═════ SELECTED PASSAGE ═════

Hello,
I will soon be receiving Epstein-Barr virus sequence data, with > 800x coverage. There's a nice paper that compares de novo assembly tools (Zhang W, Chen J, Yang Y, Tang Y, Shang J, et al. (2011) A Practical Comparison of De Novo Genome Assembly Software Tools for Next-Generation Sequencing Technologies. PLoS ONE 6(3): e17915. doi:10.1371/journal.pone.0017915). Based on this paper, I'm thinking of using Edena as a de novo assembly tool, although other tools seem to be good as well (see figure 6 of paper).
My question is, I would like to compare the de novo assembly with a reference based one. Which reference based aligner do you recommend for a virus?
Thank you,
Anna
Thank you, Istvan, you're the best! Do you think VIRAMP is ready enough for me to use it or should I follow the recommended steps on my own? Thanks.
the only caveat is that the server that we run there may not have enough storage, it does have a few 100 GBs
but we want people to try it. Ideally all you need to upload are the fastq and reference genome and it all takes it from there.

═════ EXTRACTED ENTRIES ═════

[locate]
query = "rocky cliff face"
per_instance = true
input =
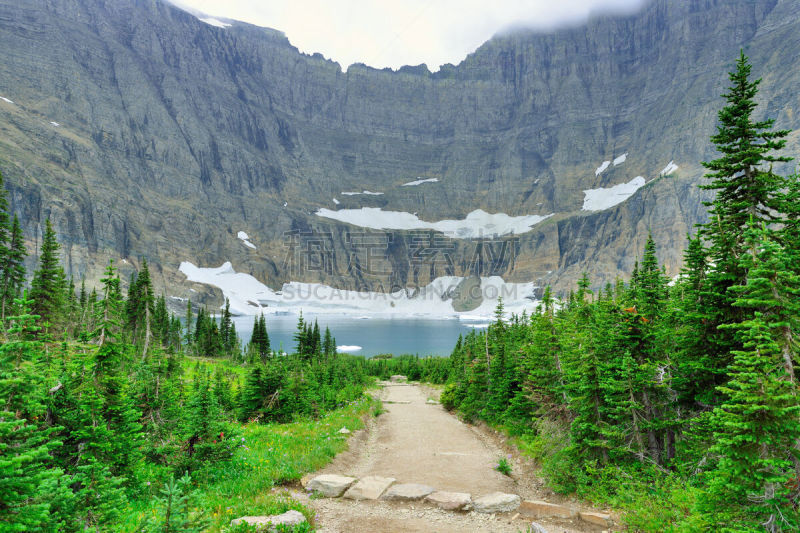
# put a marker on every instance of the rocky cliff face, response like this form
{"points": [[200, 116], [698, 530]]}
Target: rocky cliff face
{"points": [[143, 132]]}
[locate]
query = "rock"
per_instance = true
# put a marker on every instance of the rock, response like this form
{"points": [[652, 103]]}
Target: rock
{"points": [[271, 523], [407, 492], [240, 175], [330, 485], [496, 502], [541, 509], [450, 501], [369, 488], [600, 519]]}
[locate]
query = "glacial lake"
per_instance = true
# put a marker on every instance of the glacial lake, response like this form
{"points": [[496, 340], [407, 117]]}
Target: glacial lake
{"points": [[398, 336]]}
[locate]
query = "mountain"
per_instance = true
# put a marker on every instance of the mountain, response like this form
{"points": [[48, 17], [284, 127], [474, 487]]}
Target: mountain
{"points": [[142, 131]]}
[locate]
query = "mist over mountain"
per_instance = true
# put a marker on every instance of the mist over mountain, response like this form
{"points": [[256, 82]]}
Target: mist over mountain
{"points": [[142, 131]]}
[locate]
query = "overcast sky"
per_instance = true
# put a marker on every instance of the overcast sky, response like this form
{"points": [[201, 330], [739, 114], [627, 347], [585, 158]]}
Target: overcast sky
{"points": [[394, 33]]}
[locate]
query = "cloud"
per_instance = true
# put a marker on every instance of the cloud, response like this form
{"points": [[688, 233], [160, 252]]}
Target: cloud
{"points": [[402, 32]]}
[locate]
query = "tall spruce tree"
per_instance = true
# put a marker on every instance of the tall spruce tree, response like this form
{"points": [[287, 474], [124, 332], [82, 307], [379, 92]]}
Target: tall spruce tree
{"points": [[48, 288], [746, 190], [758, 423]]}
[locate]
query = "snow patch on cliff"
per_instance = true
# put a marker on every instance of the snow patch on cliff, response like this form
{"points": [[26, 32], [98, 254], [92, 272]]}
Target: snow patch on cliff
{"points": [[420, 181], [242, 236], [600, 199], [478, 223], [669, 169], [248, 296], [211, 21]]}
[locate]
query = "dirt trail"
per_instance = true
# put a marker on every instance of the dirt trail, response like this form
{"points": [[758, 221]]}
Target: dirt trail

═════

■ LIST OF TASKS:
1. In the forum thread about Epstein-Barr virus sequence data, which de novo assembly tool is the poster considering?
2. Render this sentence from the Epstein-Barr virus thread in Spanish: "Which reference based aligner do you recommend for a virus?"
3. Extend the forum thread about assembling Epstein-Barr virus sequence data, picking up after its final post.

■ RESULTS BY TASK:
1. Edena

2. ¿Qué alineador basado en referencia recomiendas para un virus?

3.
let's see what happens, also send feedback/questions to Yinan Wan (yzw128@psu.edu) she is in charge of making this work
Istvan, I tried your tool (it's great!!!). The default pipeline ran without any problems!! However, any variation from the default failed for me, whether it was changing the de novo assembler from velvet, or whether it was running some of the de novo tools outside of the pipeline. Does Yinan have viewing privileges to my session? That would make it much easier for her to fix bugs if there are any since everything I did this morning is there including the tasks that failed. In addition, QUAST promised more detail in the download version and I was expecting to see the nice graphs from your example, but they were missing in the download version too.
Hi Anna,
Thanks for trying out the viramp. Could you make an account on the viramp and share the history with me? You can refer to this link to learn how to share history (my account is just the email address listed above). I cannot identify userless datasets, and more importantly since this is a demonstrated platform with limited space, userless datasets are purged within certain time, but datasets associated with one account will be kept. If you have problem sharing the history, please at least make an account and run everything under that so I will try to identify the datasets from the database.
The QUAST bug has been fixed, thanks for pointing out. And you can email me any specific questions/issues you encountered during processing.
Best,
Yinan
Thank you, Yinan, for fixing QUAST !!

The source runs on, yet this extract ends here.